_RECORD SET_

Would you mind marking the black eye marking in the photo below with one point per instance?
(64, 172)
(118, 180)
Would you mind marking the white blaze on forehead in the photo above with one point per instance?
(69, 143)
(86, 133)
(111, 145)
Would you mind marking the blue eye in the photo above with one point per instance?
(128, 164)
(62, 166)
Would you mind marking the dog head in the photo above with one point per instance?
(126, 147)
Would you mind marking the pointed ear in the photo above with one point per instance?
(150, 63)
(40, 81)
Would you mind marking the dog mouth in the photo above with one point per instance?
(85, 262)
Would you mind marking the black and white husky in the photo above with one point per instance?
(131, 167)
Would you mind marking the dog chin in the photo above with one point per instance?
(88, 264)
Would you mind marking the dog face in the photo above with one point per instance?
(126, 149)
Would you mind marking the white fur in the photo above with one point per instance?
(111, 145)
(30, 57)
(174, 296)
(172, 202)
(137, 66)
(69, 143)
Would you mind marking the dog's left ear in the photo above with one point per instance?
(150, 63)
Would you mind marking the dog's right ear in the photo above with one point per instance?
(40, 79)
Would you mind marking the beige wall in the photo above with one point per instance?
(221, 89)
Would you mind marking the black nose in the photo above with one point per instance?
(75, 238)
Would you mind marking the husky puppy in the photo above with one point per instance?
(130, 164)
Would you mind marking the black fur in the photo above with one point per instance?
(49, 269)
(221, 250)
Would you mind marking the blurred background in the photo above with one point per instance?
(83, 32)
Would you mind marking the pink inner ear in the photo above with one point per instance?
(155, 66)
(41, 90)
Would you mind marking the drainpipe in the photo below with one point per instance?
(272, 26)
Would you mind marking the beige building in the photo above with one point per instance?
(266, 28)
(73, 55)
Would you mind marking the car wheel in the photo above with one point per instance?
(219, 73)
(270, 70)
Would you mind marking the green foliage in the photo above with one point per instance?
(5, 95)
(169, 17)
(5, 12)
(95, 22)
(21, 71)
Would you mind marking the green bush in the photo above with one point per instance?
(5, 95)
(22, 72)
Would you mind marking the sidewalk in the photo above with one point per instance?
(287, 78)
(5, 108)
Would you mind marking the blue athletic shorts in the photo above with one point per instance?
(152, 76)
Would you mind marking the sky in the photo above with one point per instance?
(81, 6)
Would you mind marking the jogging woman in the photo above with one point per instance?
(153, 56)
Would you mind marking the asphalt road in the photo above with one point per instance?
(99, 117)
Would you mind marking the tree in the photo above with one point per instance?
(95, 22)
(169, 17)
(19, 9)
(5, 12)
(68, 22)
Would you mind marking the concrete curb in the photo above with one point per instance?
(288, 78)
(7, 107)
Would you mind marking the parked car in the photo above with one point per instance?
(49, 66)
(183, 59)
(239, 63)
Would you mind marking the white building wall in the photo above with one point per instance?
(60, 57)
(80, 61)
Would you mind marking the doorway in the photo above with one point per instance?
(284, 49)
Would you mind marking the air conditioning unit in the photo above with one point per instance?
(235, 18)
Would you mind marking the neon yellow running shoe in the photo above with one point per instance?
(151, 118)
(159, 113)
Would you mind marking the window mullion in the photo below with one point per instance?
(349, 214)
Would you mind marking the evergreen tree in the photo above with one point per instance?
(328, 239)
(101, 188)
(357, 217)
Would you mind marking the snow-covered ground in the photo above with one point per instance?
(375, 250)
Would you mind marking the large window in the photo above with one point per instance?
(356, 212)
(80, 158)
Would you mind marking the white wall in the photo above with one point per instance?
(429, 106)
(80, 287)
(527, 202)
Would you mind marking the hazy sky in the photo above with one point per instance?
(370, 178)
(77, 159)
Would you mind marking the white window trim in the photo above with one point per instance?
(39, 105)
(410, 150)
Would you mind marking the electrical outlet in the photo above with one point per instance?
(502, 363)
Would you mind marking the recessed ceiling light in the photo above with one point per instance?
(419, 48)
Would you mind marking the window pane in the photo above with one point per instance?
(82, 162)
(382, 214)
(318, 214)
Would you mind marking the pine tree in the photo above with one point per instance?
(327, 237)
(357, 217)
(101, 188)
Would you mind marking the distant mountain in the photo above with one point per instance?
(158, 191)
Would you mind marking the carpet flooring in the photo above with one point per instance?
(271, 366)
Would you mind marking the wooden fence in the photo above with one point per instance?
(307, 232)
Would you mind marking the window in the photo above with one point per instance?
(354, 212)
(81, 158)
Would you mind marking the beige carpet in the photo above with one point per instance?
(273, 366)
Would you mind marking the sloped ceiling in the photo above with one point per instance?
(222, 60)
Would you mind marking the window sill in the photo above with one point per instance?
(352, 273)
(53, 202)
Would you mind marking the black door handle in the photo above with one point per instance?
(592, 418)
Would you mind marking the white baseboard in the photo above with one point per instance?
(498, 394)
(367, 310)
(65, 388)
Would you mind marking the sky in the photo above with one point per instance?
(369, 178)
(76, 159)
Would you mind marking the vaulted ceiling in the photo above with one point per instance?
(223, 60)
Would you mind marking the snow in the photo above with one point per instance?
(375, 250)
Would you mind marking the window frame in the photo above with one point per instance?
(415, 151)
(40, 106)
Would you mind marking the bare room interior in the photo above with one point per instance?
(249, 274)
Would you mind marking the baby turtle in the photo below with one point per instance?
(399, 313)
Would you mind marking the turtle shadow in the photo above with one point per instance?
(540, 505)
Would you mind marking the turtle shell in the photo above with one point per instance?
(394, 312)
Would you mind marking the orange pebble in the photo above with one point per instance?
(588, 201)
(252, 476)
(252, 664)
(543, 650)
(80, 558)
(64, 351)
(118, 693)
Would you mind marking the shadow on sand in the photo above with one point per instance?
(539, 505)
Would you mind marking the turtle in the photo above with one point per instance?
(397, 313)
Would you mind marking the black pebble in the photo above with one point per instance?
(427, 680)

_STATED PROBLEM_
Reproduce the lines word for word, starting at the one holding "Would you mind marking the turtle shadow" and ending at the final line of the material above.

_RESULT OF THE TASK_
Would you mind marking the turtle shadow in the photo above with one point per instance?
(540, 505)
Would you mind marking the turtle shell in the photo above with one point per instance?
(394, 312)
Would you mind marking the orange pebble in the photo above with one point per instance?
(588, 201)
(252, 476)
(252, 664)
(543, 650)
(80, 558)
(64, 351)
(118, 693)
Would you mind marking the shadow on sand in the photo above with one point per instance?
(539, 505)
Would you mind marking the turtle in the photo above with one point per instance?
(397, 313)
Would you mind marking the black pebble in the photo above with one point per instance?
(427, 680)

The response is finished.